- **What is needed**:
Set down the part of the street-name thread below word for word, starting at "Delvo: That's a" and ending at "oh! der . . .".
>> start Excerpted text
Hey, Cloud, I like that. Much better than "Heinlein Street". Farnham's Freehold would make a great name, too; I think the only concern would be some people objecting to some of the things in the book (assuming they ever read the thing!) But Robert Heinlein Drive ... that's a very good play on words, too. Definitely worth thinking about....


----------



## Cloud (Dec 1, 2006)

(smacks head) Glory Road. of course! 

But--we have one in El Paso, and it refers to the events in the movie, Glory Road, about the basketball thing.  So now it has another connotation, and people would be thinking Don Haskins, not Heinlein.  

so--Robert Heinlein Drive.  er . . . what play on words?


----------



## j d worthington (Dec 1, 2006)

Cloud said:


> so--Robert Heinlein Drive. er . . . what play on words?


 
Thinking of his versions of the FTL drive, etc.

Delvo: That's a nice list. However, you might shift categories on a couple of things, as To Sail Beyond the Sunset, Stranger in a Strange Land, and Friday are all novels.....


----------



## Cloud (Dec 1, 2006)

oh! der . . . 

Strange Land is a pretty cool name for a street. Hey! I'm a stranger . . . yuk yuk yuk!


----------



## SpaceShip (Dec 1, 2006)

Nothing to do with anything like Heinlein but I do love

LETSBY AVENUE


----------



## Finnien (Dec 3, 2006)

It turns out that two things have changed.

First, I get to name every street in the subdivision... ten to twelve, total.  One or two will have to be dedicated to the mayor or town fathers, but the rest are going to be sci-fi tribute names.

Second, I can submit a list to the approval agency (which turns out to be 911, they get to choose what's acceptable, pronounceable, and appropriate, apparently) with as many potential names as  I want.  They'll cross out the inappropriate or overly difficult ones, and the rest I can pick from for my streets.

So I'll take all the suggestions I can get. =)  I'd especially like to dedicate one to Jim Baen, if anyone has suggestions in that regard.


----------



## Cloud (Dec 3, 2006)

Baen Boulevard.


----------



## Locksmith (Dec 3, 2006)

Slightly off-topic here, but I used to live on Churchill Road, which was both patriotic and was the road which led up to a church on top of a hill (although it was spelt like the cigar chuffing PM).


----------



## Pyan (Dec 3, 2006)

How about *Robert Jordan Road* - very long, and difficult to see any end.


----------



## Cloud (Dec 3, 2006)

LOL @ Pyanfaruk.

Privet Drive. Smallville Lane.


----------
>> end Excerpted text
>> start Supplied information
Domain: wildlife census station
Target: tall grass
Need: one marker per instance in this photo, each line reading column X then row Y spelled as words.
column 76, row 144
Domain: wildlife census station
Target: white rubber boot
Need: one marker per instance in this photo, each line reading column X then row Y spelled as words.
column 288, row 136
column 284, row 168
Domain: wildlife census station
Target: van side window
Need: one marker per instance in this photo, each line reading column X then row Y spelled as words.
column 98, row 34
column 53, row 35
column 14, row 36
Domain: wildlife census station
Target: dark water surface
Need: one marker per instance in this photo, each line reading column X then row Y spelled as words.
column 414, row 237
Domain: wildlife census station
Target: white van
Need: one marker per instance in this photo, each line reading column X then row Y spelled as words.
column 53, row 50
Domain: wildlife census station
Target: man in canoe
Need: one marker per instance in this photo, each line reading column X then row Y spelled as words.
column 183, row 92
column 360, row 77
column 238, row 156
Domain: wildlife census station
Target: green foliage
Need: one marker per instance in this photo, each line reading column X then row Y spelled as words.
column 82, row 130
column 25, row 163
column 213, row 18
>> end Supplied information
>> start Supplied information
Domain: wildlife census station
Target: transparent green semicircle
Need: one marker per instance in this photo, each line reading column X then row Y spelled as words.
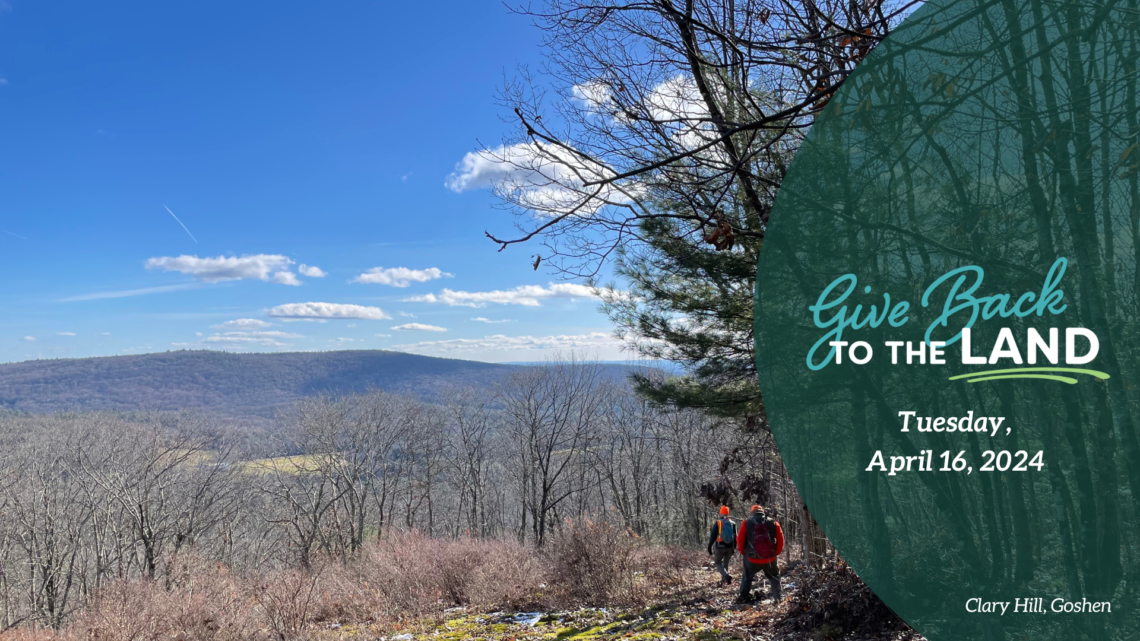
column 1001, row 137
>> end Supplied information
>> start Supplied information
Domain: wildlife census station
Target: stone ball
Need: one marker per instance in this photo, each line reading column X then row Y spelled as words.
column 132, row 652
>> end Supplied information
- **Output below**:
Delvo: That's a nice list. However, you might shift categories on a couple of things, as To Sail Beyond the Sunset, Stranger in a Strange Land, and Friday are all novels.....


----------



## Cloud (Dec 1, 2006)

oh! der . . .